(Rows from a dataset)
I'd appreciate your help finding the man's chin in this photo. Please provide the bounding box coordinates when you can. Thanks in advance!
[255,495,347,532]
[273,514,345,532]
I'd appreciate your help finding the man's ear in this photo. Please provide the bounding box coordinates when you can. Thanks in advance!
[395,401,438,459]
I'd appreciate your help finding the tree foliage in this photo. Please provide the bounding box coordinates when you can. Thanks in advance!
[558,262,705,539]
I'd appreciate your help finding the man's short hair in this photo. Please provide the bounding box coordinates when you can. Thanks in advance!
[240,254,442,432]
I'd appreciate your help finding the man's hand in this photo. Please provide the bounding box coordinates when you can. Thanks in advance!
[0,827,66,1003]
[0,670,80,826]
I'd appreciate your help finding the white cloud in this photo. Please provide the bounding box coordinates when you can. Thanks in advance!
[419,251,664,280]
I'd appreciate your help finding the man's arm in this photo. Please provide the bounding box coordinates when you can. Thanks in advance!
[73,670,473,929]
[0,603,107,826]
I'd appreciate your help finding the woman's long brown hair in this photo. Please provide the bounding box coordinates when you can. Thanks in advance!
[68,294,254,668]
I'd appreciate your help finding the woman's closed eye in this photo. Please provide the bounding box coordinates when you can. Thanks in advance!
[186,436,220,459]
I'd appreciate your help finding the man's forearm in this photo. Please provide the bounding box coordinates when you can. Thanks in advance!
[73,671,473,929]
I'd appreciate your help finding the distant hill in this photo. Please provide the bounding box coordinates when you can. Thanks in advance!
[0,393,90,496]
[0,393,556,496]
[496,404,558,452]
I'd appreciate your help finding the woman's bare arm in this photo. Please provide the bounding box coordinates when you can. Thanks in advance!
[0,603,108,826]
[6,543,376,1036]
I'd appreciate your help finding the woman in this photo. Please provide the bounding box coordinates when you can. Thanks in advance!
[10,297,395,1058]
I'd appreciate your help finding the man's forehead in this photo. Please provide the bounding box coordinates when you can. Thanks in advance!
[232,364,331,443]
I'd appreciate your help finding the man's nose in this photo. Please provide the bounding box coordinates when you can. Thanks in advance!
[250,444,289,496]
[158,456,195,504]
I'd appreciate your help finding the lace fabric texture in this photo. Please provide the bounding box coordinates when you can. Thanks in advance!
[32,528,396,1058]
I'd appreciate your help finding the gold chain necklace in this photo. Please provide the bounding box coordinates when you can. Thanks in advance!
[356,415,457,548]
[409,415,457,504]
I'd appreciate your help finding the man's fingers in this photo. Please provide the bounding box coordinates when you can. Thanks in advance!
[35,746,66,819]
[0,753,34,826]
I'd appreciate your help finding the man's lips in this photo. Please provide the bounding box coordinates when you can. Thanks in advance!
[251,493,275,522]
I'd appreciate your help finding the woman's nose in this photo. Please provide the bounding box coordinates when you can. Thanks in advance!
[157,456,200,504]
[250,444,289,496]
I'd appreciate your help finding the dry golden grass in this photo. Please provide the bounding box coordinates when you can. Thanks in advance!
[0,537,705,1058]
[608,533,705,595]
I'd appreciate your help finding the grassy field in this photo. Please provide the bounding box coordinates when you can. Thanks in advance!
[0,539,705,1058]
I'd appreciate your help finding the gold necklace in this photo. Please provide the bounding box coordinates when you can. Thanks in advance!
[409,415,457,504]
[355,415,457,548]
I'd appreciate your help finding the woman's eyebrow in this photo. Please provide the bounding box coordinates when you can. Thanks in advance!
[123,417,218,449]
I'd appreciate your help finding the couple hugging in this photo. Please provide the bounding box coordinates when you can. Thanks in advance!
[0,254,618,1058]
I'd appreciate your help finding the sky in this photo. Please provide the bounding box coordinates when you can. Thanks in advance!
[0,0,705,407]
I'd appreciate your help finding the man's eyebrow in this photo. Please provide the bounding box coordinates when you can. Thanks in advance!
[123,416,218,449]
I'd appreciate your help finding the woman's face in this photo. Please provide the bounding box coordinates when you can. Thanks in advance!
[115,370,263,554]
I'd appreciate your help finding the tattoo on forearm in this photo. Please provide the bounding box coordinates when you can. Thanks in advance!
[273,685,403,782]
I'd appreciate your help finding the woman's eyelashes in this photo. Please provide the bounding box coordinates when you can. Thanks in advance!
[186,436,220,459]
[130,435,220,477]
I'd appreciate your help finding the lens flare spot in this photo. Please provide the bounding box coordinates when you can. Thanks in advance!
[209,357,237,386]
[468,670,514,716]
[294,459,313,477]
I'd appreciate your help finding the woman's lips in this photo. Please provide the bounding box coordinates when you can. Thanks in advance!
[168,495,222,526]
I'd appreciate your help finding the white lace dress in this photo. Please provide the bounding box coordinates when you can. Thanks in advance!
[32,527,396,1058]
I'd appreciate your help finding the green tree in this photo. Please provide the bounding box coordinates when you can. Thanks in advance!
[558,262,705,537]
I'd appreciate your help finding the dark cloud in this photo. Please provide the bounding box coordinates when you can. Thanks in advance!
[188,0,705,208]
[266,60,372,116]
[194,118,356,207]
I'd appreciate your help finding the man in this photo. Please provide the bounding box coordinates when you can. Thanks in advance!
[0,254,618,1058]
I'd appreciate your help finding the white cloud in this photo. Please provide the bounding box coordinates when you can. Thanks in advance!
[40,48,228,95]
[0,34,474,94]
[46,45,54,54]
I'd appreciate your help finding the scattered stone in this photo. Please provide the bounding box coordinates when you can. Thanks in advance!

#### WORK TO BE COMPLETED
Turn every line of the material above into a JSON list of strings, one string per line, leaving out blank lines.

#### CORRECT RESPONSE
[
  "I'd appreciate your help finding the man's chin in this photo. Please provide the bounding box coordinates when you can. Thanks in advance!",
  "[255,495,347,532]",
  "[273,514,345,532]",
  "I'd appreciate your help finding the man's ear in this photo. Please provide the bounding box coordinates when you can. Thanks in advance!",
  "[395,401,438,459]",
  "I'd appreciate your help finding the tree foliage in this photo. Please provide the bounding box coordinates when you can. Thanks in advance!",
  "[558,262,705,539]",
  "I'd appreciate your help finding the man's short hair in this photo. Please provide the bounding box coordinates when you can. Thanks in advance!",
  "[240,254,442,432]",
  "I'd appreciate your help finding the man's hand in this photo. Please provide the bounding box coordinates when you can. Thanks in advance!",
  "[0,827,66,1003]",
  "[0,670,80,826]",
  "I'd appreciate your help finding the white cloud in this photo. Please provide the bounding box coordinates when you can. Thanks in advance!",
  "[419,251,664,280]",
  "I'd appreciate your help finding the man's arm in this photo. Please provide the bounding box coordinates when you can. Thanks in advance!",
  "[73,670,473,929]",
  "[0,603,107,826]",
  "I'd appreciate your help finding the woman's long brown hair in this photo. Please provide the bounding box coordinates when you can. Thanks in advance!",
  "[68,294,254,668]",
  "I'd appreciate your help finding the woman's closed eye in this photo. Please provide the bounding box coordinates when you can. Thanks in advance!",
  "[186,436,220,459]",
  "I'd appreciate your help finding the man's forearm in this photo. Please provide the bounding box coordinates when you can. Thanks in advance!",
  "[73,671,473,929]",
  "I'd appreciate your help finding the distant hill in this photo. Please provide the bounding box coordinates when you can. Thanks in advance!",
  "[0,393,90,496]",
  "[0,393,556,496]",
  "[496,404,558,452]",
  "I'd appreciate your help finding the woman's bare arm in this photo. Please provide the bounding box coordinates when you can. Thanks in advance!",
  "[0,603,108,826]",
  "[6,543,376,1036]",
  "I'd appreciate your help finding the woman in this photo. Please provide the bounding box coordinates when you can. Thanks in advance!",
  "[10,297,395,1058]",
  "I'd appreciate your help finding the man's forehead in this photo. Please provide the bounding box coordinates when you can. Thanks in advance!",
  "[232,364,331,443]",
  "I'd appreciate your help finding the man's nose in this photo. Please provide the bounding box coordinates when you can. Thanks in advance!",
  "[250,444,289,496]",
  "[158,456,195,504]",
  "I'd appreciate your help finding the lace fabric texture in this photo. Please provide the bounding box coordinates when you can. Thanks in advance!",
  "[32,528,396,1058]",
  "I'd appreciate your help finding the gold chain necklace in this photo. Please provide the bounding box coordinates when you can. Thanks in advance!",
  "[356,415,457,548]",
  "[409,415,457,504]",
  "I'd appreciate your help finding the man's fingers in this photo. Please provide the bounding box coordinates when you can. Thanks in advance!",
  "[35,746,66,819]",
  "[0,753,34,826]",
  "I'd appreciate your help finding the man's lips in this photo. Please provide the bounding box coordinates when you can. Thanks in advance!",
  "[251,493,275,522]",
  "I'd appreciate your help finding the woman's nose in this photo. Please provide the bounding box coordinates when you can. Thanks in advance!",
  "[157,456,200,504]",
  "[250,444,289,496]",
  "I'd appreciate your help finding the dry golden grass in this photo. Please provide the bounding box coordinates when you can. Thanks in advance!",
  "[0,537,705,1058]",
  "[608,533,705,595]",
  "I'd appreciate your help finding the grassy field in this photo. Please provide the bounding box coordinates when you can. Thanks in advance!",
  "[0,539,705,1058]",
  "I'd appreciate your help finding the gold necklace in this photo. Please provide the bounding box coordinates when you can. Thanks in advance!",
  "[409,415,457,504]",
  "[355,415,457,548]",
  "I'd appreciate your help finding the woman's eyebrow in this photo. Please provide the bounding box coordinates when you can. Thanks in advance!",
  "[123,417,218,449]",
  "I'd appreciate your help finding the couple hugging in this photo. Please provide the bounding box coordinates when you can. Thanks in advance!",
  "[0,254,618,1058]",
  "I'd appreciate your help finding the sky in this photo. Please provide the bounding box coordinates when you can. Thanks in advance!",
  "[0,0,705,407]",
  "I'd appreciate your help finding the man's eyebrow in this photo. Please provide the bounding box coordinates when you can. Thanks in advance!",
  "[123,416,218,449]",
  "I'd appreciate your help finding the woman's face in this photo. Please provide the bounding box coordinates when you can. Thanks in advance!",
  "[115,370,263,554]",
  "I'd appreciate your help finding the tattoo on forearm in this photo. Please provide the bounding box coordinates when you can. Thanks in advance!",
  "[273,685,403,782]",
  "I'd appreciate your help finding the woman's eyelashes in this photo. Please provide the bounding box coordinates when you can. Thanks in advance!",
  "[186,436,220,459]",
  "[130,435,220,477]",
  "I'd appreciate your help finding the lens flare spot in this photo. Please provide the bounding box coordinates when you can. Thanks in advance!",
  "[209,357,237,386]",
  "[468,670,514,716]",
  "[294,459,313,477]",
  "I'd appreciate your help finding the woman's lips in this photo. Please provide the bounding box coordinates when you can. Thanks in advance!",
  "[168,495,222,526]",
  "I'd appreciate your help finding the white lace dress in this photo. Please provide the bounding box coordinates when you can. Thanks in advance!",
  "[32,527,396,1058]",
  "I'd appreciate your help finding the green tree in this photo. Please provide the bounding box coordinates when you can. Thanks in advance!",
  "[558,262,705,537]",
  "I'd appreciate your help finding the dark cloud in this photo. Please provide the bounding box coordinates when you can. Thanks in advance!",
  "[188,0,705,208]",
  "[266,60,372,116]",
  "[194,118,356,207]",
  "I'd appreciate your help finding the man in this photo. Please provide the bounding box coordinates when you can. Thanks in advance!",
  "[0,254,618,1058]",
  "I'd appreciate your help finding the white cloud in this photo. Please provide the bounding box coordinates when you can. Thanks in advance!",
  "[40,48,228,95]",
  "[0,34,474,94]",
  "[46,45,54,54]",
  "I'd appreciate your help finding the scattered stone in this photo. Please provide the bounding box coordinates when you can. Thanks in advance!"
]